Start of Listed entries

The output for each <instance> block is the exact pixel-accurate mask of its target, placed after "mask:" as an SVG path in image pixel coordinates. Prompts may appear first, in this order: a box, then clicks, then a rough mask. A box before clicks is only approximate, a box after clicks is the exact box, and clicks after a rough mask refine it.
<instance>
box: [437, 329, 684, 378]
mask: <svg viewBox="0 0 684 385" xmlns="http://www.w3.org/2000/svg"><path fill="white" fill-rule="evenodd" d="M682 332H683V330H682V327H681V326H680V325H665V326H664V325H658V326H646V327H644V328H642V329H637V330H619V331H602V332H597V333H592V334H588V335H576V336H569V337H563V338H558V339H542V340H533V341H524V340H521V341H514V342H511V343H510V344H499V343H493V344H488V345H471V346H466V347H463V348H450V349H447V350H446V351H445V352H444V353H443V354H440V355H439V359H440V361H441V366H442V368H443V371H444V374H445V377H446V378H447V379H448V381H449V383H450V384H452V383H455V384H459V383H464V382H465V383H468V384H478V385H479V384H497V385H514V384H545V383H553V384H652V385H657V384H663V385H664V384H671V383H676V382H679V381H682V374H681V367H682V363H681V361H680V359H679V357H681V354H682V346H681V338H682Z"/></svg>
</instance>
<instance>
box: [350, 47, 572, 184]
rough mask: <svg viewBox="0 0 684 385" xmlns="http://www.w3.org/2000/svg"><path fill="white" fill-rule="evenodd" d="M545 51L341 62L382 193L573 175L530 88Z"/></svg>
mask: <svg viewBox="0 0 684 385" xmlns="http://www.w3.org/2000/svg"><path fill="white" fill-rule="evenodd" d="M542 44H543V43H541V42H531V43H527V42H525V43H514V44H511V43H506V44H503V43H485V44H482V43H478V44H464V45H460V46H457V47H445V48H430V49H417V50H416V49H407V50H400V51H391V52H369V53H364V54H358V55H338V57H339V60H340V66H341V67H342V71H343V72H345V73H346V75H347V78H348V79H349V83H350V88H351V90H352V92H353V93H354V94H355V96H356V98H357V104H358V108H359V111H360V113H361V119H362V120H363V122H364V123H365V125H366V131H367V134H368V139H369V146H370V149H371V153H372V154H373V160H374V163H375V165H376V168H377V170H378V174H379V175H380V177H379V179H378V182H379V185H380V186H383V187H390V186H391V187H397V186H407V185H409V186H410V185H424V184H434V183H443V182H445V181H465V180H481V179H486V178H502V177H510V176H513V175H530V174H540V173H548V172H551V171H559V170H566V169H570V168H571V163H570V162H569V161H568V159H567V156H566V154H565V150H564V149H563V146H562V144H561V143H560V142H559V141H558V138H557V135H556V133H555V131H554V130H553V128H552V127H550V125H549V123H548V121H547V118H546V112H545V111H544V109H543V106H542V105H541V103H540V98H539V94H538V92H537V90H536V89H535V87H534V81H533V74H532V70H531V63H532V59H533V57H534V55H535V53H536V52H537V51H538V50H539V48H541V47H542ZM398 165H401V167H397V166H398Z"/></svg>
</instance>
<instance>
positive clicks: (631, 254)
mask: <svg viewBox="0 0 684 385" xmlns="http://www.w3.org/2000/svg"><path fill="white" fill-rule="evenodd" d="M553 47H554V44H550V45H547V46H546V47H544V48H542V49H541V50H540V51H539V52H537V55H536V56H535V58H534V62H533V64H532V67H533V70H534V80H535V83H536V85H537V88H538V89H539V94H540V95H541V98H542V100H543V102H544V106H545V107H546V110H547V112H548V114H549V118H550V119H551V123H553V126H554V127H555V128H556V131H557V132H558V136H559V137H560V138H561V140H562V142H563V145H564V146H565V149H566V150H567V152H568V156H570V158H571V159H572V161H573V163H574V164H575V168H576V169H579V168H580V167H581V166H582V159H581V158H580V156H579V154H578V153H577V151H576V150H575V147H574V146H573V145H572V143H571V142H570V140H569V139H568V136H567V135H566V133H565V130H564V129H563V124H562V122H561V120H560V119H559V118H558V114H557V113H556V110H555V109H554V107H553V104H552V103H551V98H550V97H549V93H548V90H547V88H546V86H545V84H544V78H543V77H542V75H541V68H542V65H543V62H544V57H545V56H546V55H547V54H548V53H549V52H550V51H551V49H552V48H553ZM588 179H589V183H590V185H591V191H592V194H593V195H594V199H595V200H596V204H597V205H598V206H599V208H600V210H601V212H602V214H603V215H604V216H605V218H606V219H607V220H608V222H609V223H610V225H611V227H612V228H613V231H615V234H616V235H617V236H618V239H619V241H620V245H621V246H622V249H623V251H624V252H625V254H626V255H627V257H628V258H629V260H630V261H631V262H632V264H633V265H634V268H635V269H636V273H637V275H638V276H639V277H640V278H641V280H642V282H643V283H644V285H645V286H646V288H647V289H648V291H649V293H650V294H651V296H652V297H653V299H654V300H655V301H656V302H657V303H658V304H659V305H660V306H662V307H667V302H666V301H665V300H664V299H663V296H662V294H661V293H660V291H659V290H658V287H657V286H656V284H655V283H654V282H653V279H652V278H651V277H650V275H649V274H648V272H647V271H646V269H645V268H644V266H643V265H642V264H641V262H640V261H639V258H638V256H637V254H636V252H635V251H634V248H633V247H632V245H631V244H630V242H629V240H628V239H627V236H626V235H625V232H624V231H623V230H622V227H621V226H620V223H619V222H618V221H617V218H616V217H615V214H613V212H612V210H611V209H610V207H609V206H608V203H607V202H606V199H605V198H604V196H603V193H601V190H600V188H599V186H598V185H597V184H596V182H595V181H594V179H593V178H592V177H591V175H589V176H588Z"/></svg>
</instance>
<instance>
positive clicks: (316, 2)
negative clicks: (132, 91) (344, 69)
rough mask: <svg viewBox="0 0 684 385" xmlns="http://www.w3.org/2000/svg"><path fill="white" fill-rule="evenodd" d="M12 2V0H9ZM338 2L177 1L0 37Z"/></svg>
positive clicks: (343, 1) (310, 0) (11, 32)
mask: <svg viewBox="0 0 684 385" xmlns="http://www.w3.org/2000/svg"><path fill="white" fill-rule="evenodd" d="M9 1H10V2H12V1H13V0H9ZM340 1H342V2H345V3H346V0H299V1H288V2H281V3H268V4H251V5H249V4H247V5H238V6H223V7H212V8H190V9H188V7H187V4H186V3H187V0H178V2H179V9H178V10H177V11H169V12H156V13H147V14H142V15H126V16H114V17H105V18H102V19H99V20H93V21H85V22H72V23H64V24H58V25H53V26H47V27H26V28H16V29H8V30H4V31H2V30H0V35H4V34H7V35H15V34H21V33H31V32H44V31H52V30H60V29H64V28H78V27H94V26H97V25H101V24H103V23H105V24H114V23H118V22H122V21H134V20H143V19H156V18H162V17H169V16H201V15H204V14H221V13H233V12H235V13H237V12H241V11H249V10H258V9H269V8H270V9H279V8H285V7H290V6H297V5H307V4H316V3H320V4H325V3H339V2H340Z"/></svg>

End of Listed entries

Each line must be set down again exactly as above, with no line omitted.

Answer box |
The output for each <instance> block is the exact pixel-accurate mask of its target, placed after "mask:" as an SVG path in image pixel coordinates. Prompts may appear first, in this order: a box, then clicks, then a rough mask. A box before clicks is only approximate, a box after clicks is the exact box, and clicks after a rough mask refine it.
<instance>
box: [437, 329, 684, 378]
mask: <svg viewBox="0 0 684 385" xmlns="http://www.w3.org/2000/svg"><path fill="white" fill-rule="evenodd" d="M682 332H683V330H682V327H681V326H680V325H665V326H664V325H658V326H646V327H644V328H642V329H637V330H619V331H602V332H597V333H592V334H588V335H576V336H569V337H563V338H558V339H542V340H533V341H524V340H521V341H514V342H511V343H510V344H499V343H493V344H488V345H471V346H466V347H463V348H450V349H447V350H446V351H445V352H444V353H443V354H440V355H439V359H440V361H441V366H442V368H443V371H444V374H445V377H446V378H447V379H448V381H449V383H450V384H452V383H455V384H459V383H464V382H465V383H468V384H478V385H479V384H497V385H514V384H545V383H553V384H652V385H657V384H663V385H664V384H671V383H676V382H679V381H682V374H681V367H682V363H681V361H680V359H679V357H681V354H682V346H681V338H682Z"/></svg>
</instance>
<instance>
box: [350, 47, 572, 184]
rough mask: <svg viewBox="0 0 684 385" xmlns="http://www.w3.org/2000/svg"><path fill="white" fill-rule="evenodd" d="M545 51L341 62L382 193L573 175L530 88Z"/></svg>
mask: <svg viewBox="0 0 684 385" xmlns="http://www.w3.org/2000/svg"><path fill="white" fill-rule="evenodd" d="M542 44H543V43H541V42H531V43H527V42H525V43H514V44H511V43H506V44H503V43H485V44H482V43H478V44H464V45H460V46H457V47H445V48H430V49H417V50H416V49H407V50H400V51H391V52H369V53H364V54H358V55H338V57H339V60H340V66H341V67H342V71H343V72H345V73H346V75H347V78H348V79H349V83H350V88H351V90H352V92H353V93H354V94H355V96H356V98H357V104H358V108H359V111H360V113H361V119H362V120H363V122H364V123H365V125H366V131H367V134H368V139H369V146H370V149H371V153H372V154H373V160H374V163H375V165H376V168H377V170H378V174H379V175H380V177H379V179H378V182H379V185H380V186H383V187H390V186H391V187H397V186H407V185H409V186H410V185H424V184H434V183H443V182H445V181H465V180H481V179H486V178H502V177H510V176H513V175H530V174H540V173H548V172H551V171H559V170H566V169H570V168H571V163H570V162H569V161H568V159H567V156H566V154H565V150H564V149H563V146H562V144H561V143H560V142H559V141H558V138H557V135H556V133H555V131H554V130H553V128H552V127H550V125H549V123H548V121H547V118H546V112H545V111H544V109H543V106H542V105H541V103H540V98H539V94H538V92H537V90H536V89H535V87H534V81H533V74H532V70H531V63H532V59H533V57H534V55H535V53H536V52H537V51H538V50H539V48H541V47H542ZM398 165H401V167H397V166H398Z"/></svg>
</instance>
<instance>
positive clicks: (631, 254)
mask: <svg viewBox="0 0 684 385" xmlns="http://www.w3.org/2000/svg"><path fill="white" fill-rule="evenodd" d="M553 47H554V44H550V45H547V46H546V47H544V48H542V49H541V50H540V51H539V52H537V55H536V56H535V58H534V62H533V64H532V67H533V70H534V80H535V83H536V85H537V88H538V89H539V94H540V95H541V98H542V100H543V102H544V106H545V107H546V110H547V112H548V114H549V118H550V119H551V123H553V126H554V127H555V128H556V131H557V132H558V136H559V137H560V138H561V140H562V142H563V145H564V146H565V149H566V150H567V152H568V156H570V158H571V159H572V161H573V163H574V164H575V168H576V169H579V168H580V167H581V166H582V159H581V158H580V156H579V154H578V153H577V151H576V150H575V147H574V146H573V145H572V143H571V142H570V140H569V139H568V136H567V135H566V133H565V130H564V129H563V124H562V122H561V120H560V119H559V118H558V114H557V113H556V110H555V109H554V107H553V104H552V103H551V98H550V97H549V93H548V90H547V88H546V86H545V84H544V78H543V77H542V75H541V68H542V65H543V62H544V57H545V56H546V55H547V54H548V53H549V52H550V51H551V49H552V48H553ZM588 179H589V183H590V185H591V191H592V194H593V195H594V199H595V200H596V204H597V205H598V206H599V208H600V210H601V212H602V214H603V215H604V216H605V218H606V219H607V220H608V222H609V223H610V225H611V227H612V228H613V231H615V234H616V235H617V236H618V239H619V241H620V245H621V246H622V249H623V251H624V252H625V254H626V255H627V257H628V258H629V260H630V261H631V262H632V264H633V265H634V268H635V269H636V273H637V275H638V276H639V277H640V278H641V280H642V282H643V283H644V285H645V286H646V288H647V289H648V291H649V293H650V294H651V296H652V297H653V299H654V300H655V301H656V302H657V303H658V304H659V305H660V306H662V307H667V302H666V301H665V300H664V299H663V296H662V294H661V293H660V291H659V290H658V287H657V286H656V284H655V283H654V282H653V279H652V278H651V277H650V275H649V274H648V272H647V271H646V269H645V268H644V266H643V265H642V264H641V262H640V261H639V258H638V256H637V254H636V252H635V251H634V248H633V247H632V245H631V244H630V242H629V240H628V239H627V236H626V235H625V232H624V231H623V230H622V227H621V226H620V223H619V222H618V221H617V218H616V217H615V214H613V212H612V210H611V209H610V207H609V206H608V203H607V202H606V199H605V198H604V196H603V193H601V190H600V188H599V186H598V185H597V184H596V182H595V181H594V179H593V178H592V177H591V175H589V176H588Z"/></svg>
</instance>
<instance>
positive clicks: (316, 2)
negative clicks: (132, 91) (344, 69)
rough mask: <svg viewBox="0 0 684 385" xmlns="http://www.w3.org/2000/svg"><path fill="white" fill-rule="evenodd" d="M12 2V0H9ZM338 2L177 1L0 37Z"/></svg>
positive clicks: (343, 1) (310, 0) (11, 32)
mask: <svg viewBox="0 0 684 385" xmlns="http://www.w3.org/2000/svg"><path fill="white" fill-rule="evenodd" d="M9 1H10V2H12V1H13V0H9ZM340 1H342V2H345V3H346V0H299V1H288V2H281V3H268V4H251V5H249V4H247V5H238V6H223V7H212V8H190V9H188V7H187V4H186V3H187V0H178V2H179V9H178V10H177V11H169V12H156V13H147V14H142V15H126V16H114V17H105V18H102V19H99V20H93V21H85V22H72V23H64V24H58V25H53V26H47V27H26V28H16V29H8V30H4V31H2V30H0V35H4V34H7V35H15V34H21V33H31V32H44V31H52V30H60V29H64V28H78V27H94V26H97V25H101V24H103V23H105V24H114V23H118V22H122V21H134V20H143V19H156V18H162V17H169V16H201V15H204V14H221V13H233V12H235V13H237V12H241V11H249V10H258V9H269V8H270V9H279V8H285V7H290V6H297V5H307V4H316V3H320V4H325V3H339V2H340Z"/></svg>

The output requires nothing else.